Set exercise:
Go through the material below and pick out every line that contains the word "grassy". Copy each of those lines.

Data:
#####

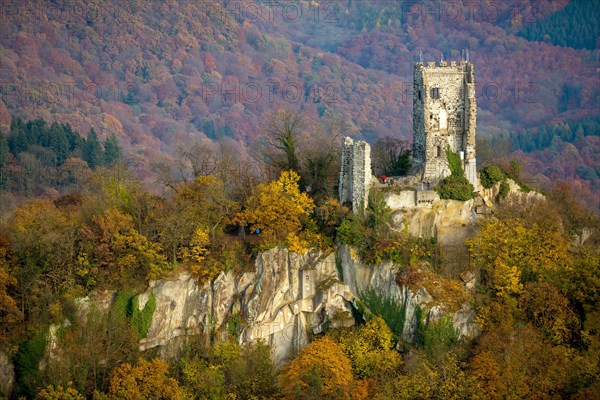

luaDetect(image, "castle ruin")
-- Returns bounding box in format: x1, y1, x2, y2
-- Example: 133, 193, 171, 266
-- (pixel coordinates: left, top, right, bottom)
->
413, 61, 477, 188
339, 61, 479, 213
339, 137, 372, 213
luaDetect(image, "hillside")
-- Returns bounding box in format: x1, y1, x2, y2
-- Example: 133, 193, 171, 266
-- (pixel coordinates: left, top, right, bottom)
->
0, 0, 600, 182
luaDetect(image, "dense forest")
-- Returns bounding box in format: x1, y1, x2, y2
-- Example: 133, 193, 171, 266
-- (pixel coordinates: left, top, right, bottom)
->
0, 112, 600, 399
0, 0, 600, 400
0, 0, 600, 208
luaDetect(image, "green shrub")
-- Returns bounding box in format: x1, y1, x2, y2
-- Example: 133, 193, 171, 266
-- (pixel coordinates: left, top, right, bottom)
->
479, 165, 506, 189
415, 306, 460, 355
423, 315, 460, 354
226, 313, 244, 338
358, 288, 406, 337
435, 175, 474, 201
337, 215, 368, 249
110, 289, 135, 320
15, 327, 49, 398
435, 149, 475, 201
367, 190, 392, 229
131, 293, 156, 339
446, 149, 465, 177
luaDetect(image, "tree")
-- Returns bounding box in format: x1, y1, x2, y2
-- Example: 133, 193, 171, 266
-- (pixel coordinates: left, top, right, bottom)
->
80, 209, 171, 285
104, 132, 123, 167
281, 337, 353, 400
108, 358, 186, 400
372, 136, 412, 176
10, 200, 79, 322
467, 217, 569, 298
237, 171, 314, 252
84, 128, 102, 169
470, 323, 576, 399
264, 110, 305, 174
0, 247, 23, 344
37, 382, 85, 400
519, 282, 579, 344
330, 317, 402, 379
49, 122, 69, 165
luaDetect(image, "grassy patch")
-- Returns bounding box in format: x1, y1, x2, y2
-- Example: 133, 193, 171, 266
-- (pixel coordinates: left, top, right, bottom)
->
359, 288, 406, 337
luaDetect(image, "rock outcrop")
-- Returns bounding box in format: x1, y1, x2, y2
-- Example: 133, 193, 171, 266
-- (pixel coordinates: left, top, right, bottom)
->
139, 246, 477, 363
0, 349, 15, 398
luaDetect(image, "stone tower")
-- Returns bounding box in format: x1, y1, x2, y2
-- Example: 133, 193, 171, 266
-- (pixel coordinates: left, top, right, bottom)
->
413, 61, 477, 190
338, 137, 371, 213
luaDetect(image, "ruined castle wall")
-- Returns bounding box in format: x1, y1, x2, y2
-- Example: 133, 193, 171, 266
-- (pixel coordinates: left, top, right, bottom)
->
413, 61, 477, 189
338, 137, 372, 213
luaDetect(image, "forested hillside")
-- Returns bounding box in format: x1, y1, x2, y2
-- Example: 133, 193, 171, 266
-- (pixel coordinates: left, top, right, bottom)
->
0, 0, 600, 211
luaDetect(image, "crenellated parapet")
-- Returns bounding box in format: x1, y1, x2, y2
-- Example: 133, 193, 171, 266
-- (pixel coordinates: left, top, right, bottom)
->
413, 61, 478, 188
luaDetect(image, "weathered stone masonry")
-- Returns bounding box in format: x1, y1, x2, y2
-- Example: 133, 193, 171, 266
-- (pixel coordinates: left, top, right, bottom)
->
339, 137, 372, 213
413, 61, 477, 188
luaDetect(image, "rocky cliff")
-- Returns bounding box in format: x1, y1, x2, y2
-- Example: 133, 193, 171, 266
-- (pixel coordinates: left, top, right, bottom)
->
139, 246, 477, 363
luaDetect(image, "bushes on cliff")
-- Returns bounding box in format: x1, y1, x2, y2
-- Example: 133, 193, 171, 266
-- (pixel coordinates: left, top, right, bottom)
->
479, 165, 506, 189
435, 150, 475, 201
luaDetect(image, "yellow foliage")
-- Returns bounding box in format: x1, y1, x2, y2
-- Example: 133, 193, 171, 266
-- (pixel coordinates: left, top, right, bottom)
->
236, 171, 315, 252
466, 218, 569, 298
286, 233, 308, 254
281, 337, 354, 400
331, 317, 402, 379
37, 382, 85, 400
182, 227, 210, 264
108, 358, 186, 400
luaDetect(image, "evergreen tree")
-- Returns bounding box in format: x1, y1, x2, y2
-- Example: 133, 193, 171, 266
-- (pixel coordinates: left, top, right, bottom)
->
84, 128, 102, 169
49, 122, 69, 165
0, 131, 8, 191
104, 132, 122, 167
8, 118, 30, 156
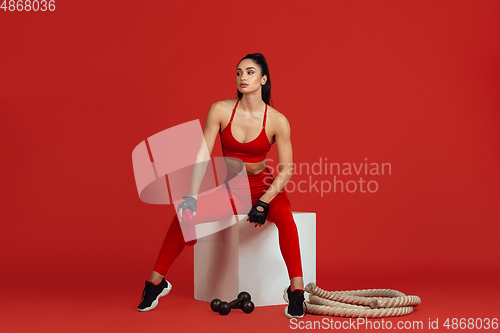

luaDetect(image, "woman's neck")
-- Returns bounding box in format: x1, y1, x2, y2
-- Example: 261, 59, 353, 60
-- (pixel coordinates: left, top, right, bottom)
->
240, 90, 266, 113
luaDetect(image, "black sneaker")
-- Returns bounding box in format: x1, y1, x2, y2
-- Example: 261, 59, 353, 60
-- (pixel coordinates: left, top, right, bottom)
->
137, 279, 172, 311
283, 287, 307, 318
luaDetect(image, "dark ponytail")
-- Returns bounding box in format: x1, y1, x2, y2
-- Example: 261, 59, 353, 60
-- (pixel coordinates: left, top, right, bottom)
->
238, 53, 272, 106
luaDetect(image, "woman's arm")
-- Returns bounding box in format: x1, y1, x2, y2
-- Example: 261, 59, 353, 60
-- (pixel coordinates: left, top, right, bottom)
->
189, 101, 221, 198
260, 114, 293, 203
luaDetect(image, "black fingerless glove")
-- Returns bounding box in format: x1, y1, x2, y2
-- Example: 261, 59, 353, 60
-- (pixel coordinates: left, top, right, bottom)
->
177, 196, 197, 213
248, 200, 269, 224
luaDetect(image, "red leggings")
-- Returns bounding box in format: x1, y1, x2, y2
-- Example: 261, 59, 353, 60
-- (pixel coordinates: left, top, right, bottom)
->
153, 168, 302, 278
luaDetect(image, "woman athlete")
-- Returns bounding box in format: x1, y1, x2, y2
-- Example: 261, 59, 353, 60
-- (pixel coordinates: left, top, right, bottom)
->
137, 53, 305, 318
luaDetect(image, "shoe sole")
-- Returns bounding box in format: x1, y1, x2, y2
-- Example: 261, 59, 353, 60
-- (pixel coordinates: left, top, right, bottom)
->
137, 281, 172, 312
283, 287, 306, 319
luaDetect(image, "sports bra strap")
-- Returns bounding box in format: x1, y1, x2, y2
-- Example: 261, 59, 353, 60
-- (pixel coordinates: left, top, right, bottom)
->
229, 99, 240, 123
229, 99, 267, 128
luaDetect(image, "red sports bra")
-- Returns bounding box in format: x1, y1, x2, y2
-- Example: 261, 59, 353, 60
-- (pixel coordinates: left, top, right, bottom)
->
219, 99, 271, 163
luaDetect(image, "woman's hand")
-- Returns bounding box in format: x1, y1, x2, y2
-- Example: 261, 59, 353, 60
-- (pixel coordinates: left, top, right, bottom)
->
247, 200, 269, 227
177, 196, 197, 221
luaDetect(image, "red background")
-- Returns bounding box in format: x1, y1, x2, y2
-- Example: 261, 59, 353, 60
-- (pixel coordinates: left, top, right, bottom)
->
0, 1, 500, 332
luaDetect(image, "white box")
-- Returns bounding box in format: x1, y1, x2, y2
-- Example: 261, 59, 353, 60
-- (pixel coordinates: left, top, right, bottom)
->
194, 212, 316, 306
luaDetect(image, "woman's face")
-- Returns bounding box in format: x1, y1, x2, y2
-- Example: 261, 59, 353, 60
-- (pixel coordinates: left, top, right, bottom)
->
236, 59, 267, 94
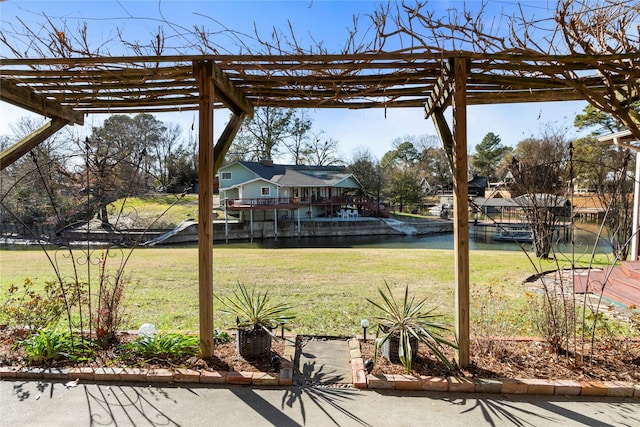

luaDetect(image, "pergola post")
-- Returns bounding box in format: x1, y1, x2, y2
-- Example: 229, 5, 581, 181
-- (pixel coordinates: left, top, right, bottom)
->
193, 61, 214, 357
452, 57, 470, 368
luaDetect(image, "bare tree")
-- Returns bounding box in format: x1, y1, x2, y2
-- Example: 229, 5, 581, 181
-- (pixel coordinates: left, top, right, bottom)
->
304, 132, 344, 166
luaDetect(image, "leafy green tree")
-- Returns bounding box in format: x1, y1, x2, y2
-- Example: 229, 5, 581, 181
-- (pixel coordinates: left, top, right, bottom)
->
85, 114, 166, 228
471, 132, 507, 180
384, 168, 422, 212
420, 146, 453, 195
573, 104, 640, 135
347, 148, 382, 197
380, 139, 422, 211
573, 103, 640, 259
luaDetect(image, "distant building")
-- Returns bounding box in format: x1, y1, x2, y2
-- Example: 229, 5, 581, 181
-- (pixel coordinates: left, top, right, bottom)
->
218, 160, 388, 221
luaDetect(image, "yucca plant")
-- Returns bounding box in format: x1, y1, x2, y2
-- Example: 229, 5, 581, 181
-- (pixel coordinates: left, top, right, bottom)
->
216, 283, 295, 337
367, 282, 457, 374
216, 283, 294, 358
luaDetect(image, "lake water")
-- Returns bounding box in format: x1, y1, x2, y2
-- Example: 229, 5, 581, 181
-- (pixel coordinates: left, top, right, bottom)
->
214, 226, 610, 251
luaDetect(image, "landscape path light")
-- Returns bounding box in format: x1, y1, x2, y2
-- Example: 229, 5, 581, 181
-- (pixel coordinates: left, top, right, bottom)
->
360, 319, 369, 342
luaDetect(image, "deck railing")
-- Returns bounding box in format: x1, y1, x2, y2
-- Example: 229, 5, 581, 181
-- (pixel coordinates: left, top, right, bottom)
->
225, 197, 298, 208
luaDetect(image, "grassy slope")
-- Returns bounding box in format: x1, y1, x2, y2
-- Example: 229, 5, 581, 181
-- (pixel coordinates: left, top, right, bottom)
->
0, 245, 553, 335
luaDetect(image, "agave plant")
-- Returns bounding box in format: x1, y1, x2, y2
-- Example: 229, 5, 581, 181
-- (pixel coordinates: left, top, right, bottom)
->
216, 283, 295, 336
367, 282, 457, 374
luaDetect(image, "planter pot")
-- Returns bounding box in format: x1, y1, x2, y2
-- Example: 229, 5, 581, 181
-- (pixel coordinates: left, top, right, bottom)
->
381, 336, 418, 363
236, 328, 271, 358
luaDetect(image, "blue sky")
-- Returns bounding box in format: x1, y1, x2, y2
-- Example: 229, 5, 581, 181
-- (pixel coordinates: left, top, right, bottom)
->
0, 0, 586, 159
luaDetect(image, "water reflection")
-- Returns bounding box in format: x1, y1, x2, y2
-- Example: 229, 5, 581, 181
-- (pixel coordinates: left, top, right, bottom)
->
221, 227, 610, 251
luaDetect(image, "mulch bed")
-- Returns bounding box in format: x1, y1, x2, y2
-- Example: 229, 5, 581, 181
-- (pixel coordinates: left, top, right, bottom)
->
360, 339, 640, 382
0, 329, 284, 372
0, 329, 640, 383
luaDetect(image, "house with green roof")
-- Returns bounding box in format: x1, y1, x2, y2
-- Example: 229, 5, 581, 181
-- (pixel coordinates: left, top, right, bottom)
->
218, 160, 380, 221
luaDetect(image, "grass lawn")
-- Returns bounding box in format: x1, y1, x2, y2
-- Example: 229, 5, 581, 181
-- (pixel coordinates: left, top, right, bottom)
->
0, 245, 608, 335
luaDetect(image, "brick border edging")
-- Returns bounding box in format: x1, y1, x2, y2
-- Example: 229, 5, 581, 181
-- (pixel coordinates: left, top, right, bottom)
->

#####

Answer to this exercise:
luaDetect(image, "grassy patch")
luaDetect(image, "grassy slope")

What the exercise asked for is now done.